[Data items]
⁂

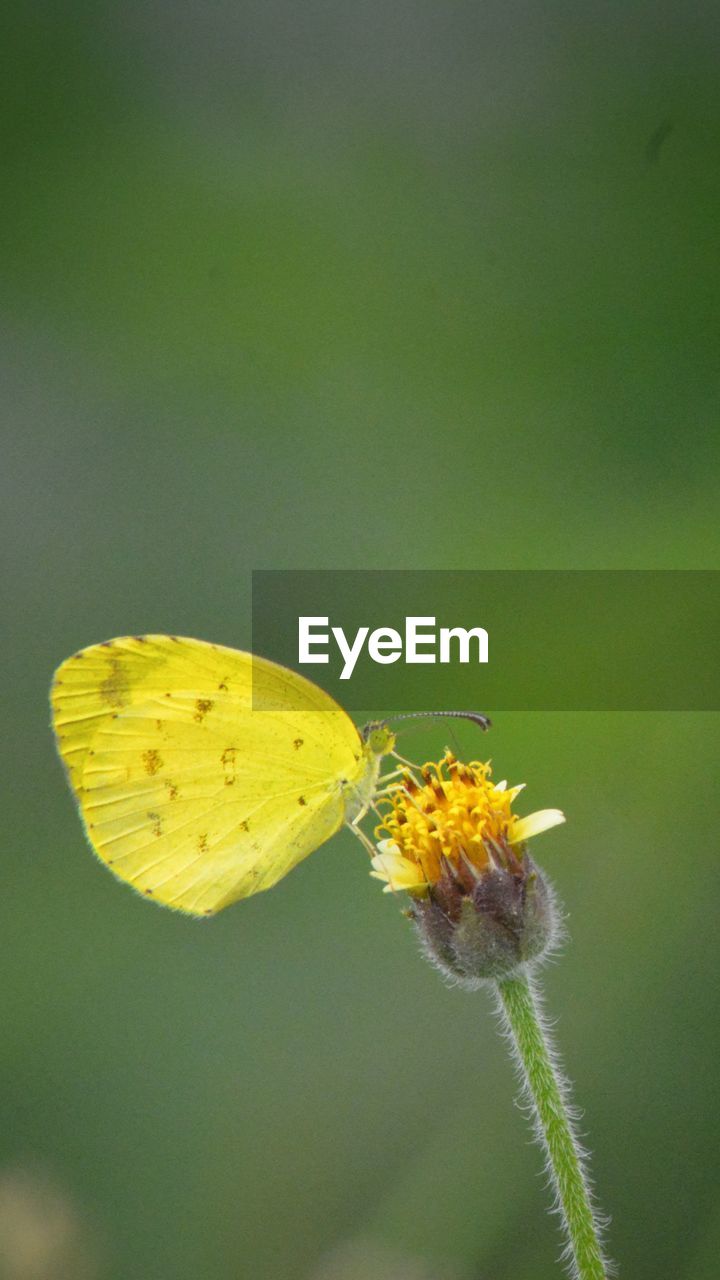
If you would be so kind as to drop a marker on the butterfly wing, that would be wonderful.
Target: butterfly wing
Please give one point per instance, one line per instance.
(187, 791)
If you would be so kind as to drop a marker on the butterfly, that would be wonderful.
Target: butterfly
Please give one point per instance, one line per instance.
(187, 790)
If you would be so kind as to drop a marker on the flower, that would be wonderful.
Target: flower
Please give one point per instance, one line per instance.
(458, 822)
(481, 905)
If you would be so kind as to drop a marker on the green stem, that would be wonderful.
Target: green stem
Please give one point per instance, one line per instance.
(548, 1093)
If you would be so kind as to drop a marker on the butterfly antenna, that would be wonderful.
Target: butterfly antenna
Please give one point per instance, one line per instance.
(475, 717)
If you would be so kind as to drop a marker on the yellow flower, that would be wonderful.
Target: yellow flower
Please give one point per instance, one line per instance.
(458, 824)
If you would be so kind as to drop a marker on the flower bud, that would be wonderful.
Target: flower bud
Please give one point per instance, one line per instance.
(478, 901)
(507, 918)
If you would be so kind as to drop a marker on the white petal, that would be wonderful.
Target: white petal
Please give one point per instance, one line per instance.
(536, 822)
(399, 872)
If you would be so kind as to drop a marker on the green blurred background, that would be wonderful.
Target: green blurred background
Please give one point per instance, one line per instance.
(351, 286)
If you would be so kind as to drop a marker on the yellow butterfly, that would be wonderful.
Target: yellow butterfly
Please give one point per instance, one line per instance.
(190, 792)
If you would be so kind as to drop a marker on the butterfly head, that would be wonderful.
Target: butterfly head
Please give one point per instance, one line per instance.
(378, 737)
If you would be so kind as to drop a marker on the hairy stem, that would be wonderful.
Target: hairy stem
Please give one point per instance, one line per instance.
(547, 1092)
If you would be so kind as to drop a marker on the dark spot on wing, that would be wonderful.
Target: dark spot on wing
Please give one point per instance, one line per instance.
(151, 762)
(115, 688)
(228, 762)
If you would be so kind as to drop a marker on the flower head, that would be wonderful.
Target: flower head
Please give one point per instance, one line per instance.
(452, 842)
(458, 822)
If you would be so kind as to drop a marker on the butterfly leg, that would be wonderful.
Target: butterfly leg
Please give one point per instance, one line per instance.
(364, 840)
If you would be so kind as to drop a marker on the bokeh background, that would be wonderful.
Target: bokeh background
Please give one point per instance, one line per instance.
(351, 286)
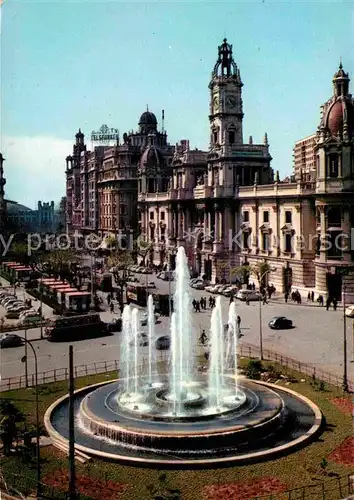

⁂

▸ Exercise requirements: Copy out the lines from the one with "butterfly head, that would be wonderful." to the one with "(547, 1092)", renaming "hairy stem" to "fuzzy stem" and leaving everything else unchanged.

▸ Task answer:
If you would be so kind as to drop a marker on the butterfly head, that would be wonderful.
Target: butterfly head
Please give one point per instance, one line per instance.
(378, 737)
If you would be so kind as to drop a marker on the fuzzy stem, that would be wonderful.
Target: fuzzy stem
Please give one point per instance, one line per instance.
(547, 1092)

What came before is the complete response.